[Saved entries]
.....
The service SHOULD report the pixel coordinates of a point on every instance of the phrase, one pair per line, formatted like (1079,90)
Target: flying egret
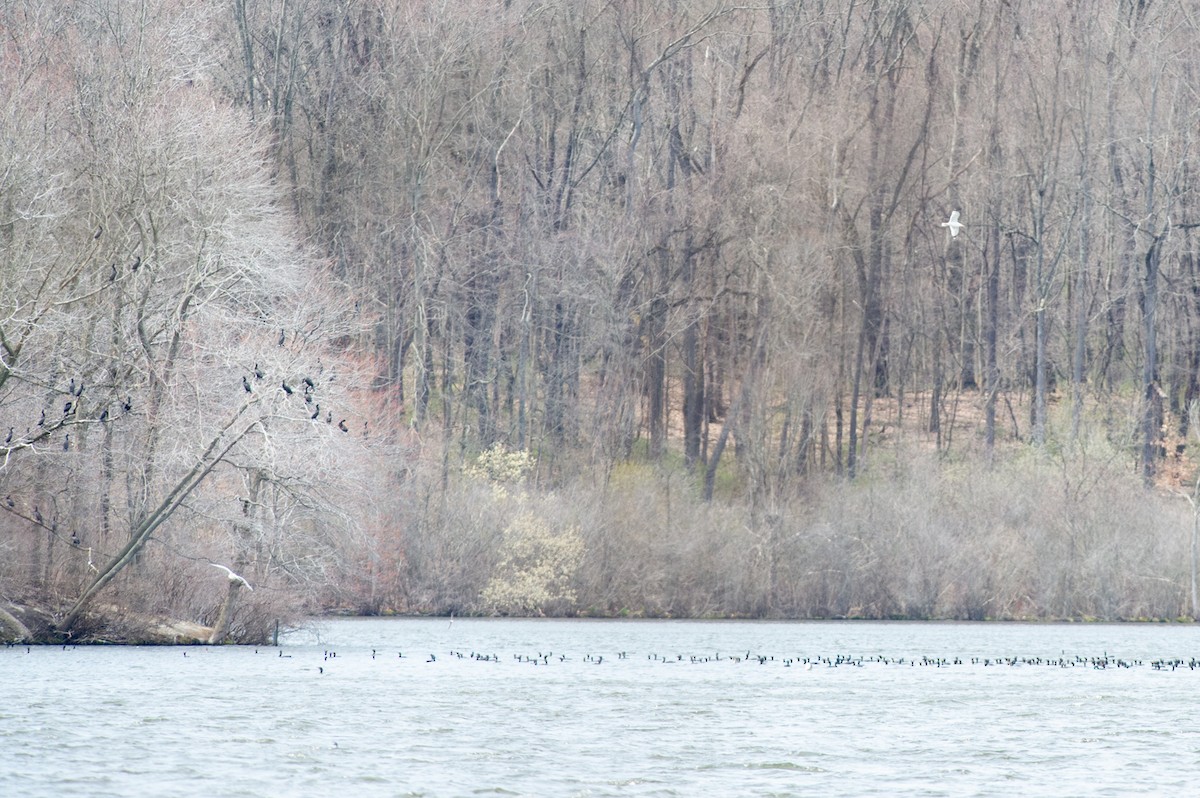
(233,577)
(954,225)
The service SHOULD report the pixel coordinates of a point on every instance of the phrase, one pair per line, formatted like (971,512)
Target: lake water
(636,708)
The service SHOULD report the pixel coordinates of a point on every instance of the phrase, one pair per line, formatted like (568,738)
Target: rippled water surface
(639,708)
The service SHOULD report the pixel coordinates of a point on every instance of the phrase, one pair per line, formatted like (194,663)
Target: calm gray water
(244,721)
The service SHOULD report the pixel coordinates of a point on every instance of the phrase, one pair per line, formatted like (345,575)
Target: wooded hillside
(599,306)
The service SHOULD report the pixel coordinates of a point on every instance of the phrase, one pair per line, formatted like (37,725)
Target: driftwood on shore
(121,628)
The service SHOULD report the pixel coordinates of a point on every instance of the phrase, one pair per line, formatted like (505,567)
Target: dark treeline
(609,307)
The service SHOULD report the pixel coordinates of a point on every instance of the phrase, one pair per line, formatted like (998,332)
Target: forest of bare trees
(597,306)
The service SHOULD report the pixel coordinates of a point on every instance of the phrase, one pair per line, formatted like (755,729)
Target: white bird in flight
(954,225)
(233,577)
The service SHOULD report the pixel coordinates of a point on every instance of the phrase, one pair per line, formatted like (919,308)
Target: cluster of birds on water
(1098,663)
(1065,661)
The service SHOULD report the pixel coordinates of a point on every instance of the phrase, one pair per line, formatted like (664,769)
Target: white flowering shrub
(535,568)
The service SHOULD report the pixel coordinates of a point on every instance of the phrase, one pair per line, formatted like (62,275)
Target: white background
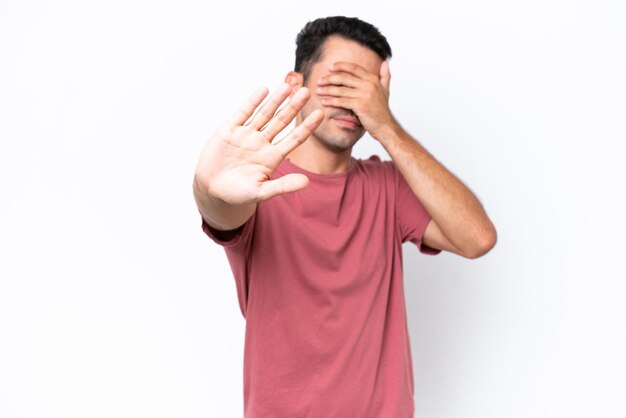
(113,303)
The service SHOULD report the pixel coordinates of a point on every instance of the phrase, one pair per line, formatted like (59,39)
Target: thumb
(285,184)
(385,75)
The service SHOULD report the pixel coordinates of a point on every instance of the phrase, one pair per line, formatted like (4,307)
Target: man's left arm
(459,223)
.....
## What the task requires
The result should be the full set of entries above, restated exactly and without images.

## Answer below
The service SHOULD report the pixel coordinates of a point on every instance of the phrase, one pair per line, formatted like (1079,90)
Target: flying egret
(233,577)
(954,225)
The service SHOULD report the pixel coordinates of a point on every instance of the phrase, one pair per line, formatted like (971,512)
Target: lake water
(636,708)
The service SHOULD report the pixel coordinates of a point on every instance of the phrase, one pair per line, formatted like (568,738)
Target: rippled water surface
(639,708)
The service SHOULD report the pixel coordinates of a point on every instance of the phrase, one pair per line, formatted like (194,663)
Target: calm gray water
(244,721)
The service SHOULD report the pixel coordinates of a point on every instance of the phrase, one pair per line, formatted like (345,575)
Target: wooded hillside
(599,306)
The service SHOULD report the pixel coordinates of a point on every instance of the phrase, one pair per line, formatted like (37,725)
Target: driftwood on shore
(121,628)
The service SHOULD report the pixel coordinates of a point on every instance of the phrase, one pair per line, formatted like (505,567)
Target: dark treeline
(609,307)
The service SHOULD report the pixel coordinates of a point on every instance of the phrase, one pair per line, formatted like (998,332)
Target: forest of bare trees
(597,306)
The service SHOULD report the pixel coordinates of a point on every instance of the phrase, one pair per line, formatted like (755,729)
Target: white bird in flight
(954,225)
(233,577)
The service SHOULD report the pixel coordinates of a point on every instance of the phrase, one pair per line, formatted like (919,308)
Target: cluster of birds on water
(1098,663)
(1065,661)
The service SHOULD report the pixel coordinates of a point on every instance of the phrase, one pair per line, formatted like (664,769)
Target: white flowering shrub
(535,568)
The service SHOULD report the pixel coordinates of a point on every instance of the phrase, one pair per line, formatted like (62,275)
Target: white background
(113,303)
The service SHOULD report the pixel coordinates of a point on every instance of the phrase, one pair per line, formatted like (59,39)
Target: thumb
(285,184)
(385,75)
The service SHOULD report the pixel coordinates of a point on every instance of the phrase, one pair per line, formatted like (4,307)
Target: man's left arm
(459,223)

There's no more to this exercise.